Text block:
Task 1: Locate the mafft software

The Mafft programme executable is called mafft. Try to find it using the module command.

Click to see hints

The module command can be used from anywhere on the cluster. The main sub-commands are:

module avail: to list all available software
module load/unload <software name>: to load specific software (for use)
module list: to list currently loaded software

To get more details on options for these subcommands (e.g. to search for a specific name), you can use the -h option to get the help page.

Click to see answer

john.doe@slurmlogin:/home/john.doe$ module avail -C mafft -i
------------------------------------- /usr/share/modules/modulefiles --------------------------------------
nodes/mafft-7.475

In the above command, we used the -C option to specify a pattern to search for (“mafft”) and -i to make the search case-insensitive.

According to the output, all we have to do is use: module load nodes/mafft-7.475 in order to load mafft version 7.475.

Task 2: Determine how to use the `mafft` executable

Let’s investigate how to use the mafft executable: How do we specify the inputs? What options or parameters can we use? What would the final command line look like to run mafft on your input?

Hints:

for “custom” software like mafft, you can often get a help message with usage examples by using the --help or -h option
you can experiment with the executable in an interactive job on one of the nodes (srun --pty bash)

Click to see answer

Software shown in module aren’t available on the master node (slurmlogin), so let’s first connect to a node and then load mafft with module:

john.doe@slurmlogin:/home/john.doe$ srun --pty bash
john.doe@node01:/home/john.doe$ module load mafft/mafft-7.475

Most programmes come with help or usage messages that you can print on the screen using “man your_programme” or “your_programme --help”. Let’s see if we can access the help menu for mafft:

john.doe@node01:/home/john.doe$ mafft --help
------------------------------------------------------------------------------
  MAFFT v7.475 (2020/Nov/23)
  https://mafft.cbrc.jp/alignment/software/
  MBE 30:772-780 (2013), NAR 30:3059-3066 (2002)
------------------------------------------------------------------------------
High speed:
  % mafft in > out
  % mafft --retree 1 in > out (fast)

High accuracy (for <~200 sequences x <~2,000 aa/nt): % mafft --maxiterate 1000 --localpair in > out (% linsi in > out is also ok)
  % mafft --maxiterate 1000 --genafpair  in > out (% einsi in > out)
  % mafft --maxiterate 1000 --globalpair in > out (% ginsi in > out)

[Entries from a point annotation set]
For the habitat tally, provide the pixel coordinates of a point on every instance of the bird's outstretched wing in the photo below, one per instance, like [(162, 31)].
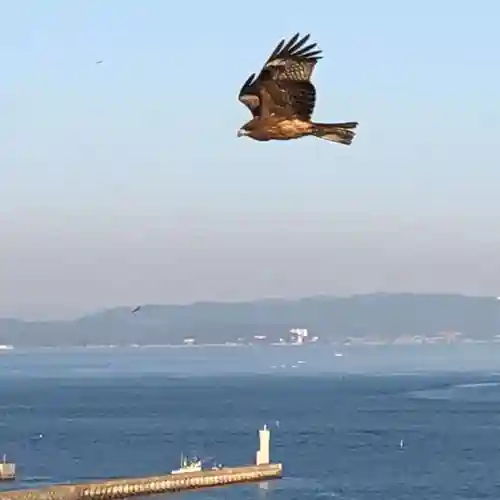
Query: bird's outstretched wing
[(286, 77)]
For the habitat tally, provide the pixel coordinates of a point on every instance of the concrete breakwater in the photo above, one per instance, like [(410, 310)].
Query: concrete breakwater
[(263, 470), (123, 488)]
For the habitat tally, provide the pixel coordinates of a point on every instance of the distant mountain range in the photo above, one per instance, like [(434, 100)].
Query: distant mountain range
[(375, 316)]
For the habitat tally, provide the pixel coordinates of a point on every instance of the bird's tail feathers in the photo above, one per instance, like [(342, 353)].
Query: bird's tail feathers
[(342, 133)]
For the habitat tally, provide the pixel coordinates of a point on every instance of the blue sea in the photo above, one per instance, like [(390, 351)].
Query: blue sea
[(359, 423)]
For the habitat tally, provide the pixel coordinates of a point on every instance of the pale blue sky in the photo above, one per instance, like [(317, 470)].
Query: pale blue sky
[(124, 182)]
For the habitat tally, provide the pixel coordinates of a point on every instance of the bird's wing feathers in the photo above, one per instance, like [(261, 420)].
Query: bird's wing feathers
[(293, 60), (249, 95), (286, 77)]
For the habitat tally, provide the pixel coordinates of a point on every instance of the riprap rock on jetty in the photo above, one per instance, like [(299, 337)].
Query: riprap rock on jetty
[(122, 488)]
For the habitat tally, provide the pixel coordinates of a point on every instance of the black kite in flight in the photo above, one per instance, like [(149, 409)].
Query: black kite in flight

Work instructions:
1. In the mafft tutorial text, what does the -i option do in the module avail command?
2. In the entries, rewrite the lines from the one containing "like [(299, 337)]." through the end of the entries, replacing "jetty" with "pier" and leaving everything else unchanged.

Answers for this exercise:
1. It makes the search case-insensitive.

2.
For the habitat tally, provide the pixel coordinates of a point on every instance of the riprap rock on pier in the photo above, one per instance, like [(299, 337)].
Query: riprap rock on pier
[(122, 488)]
For the habitat tally, provide the pixel coordinates of a point on every instance of the black kite in flight in the photo above, one per instance, like [(149, 409)].
Query: black kite in flight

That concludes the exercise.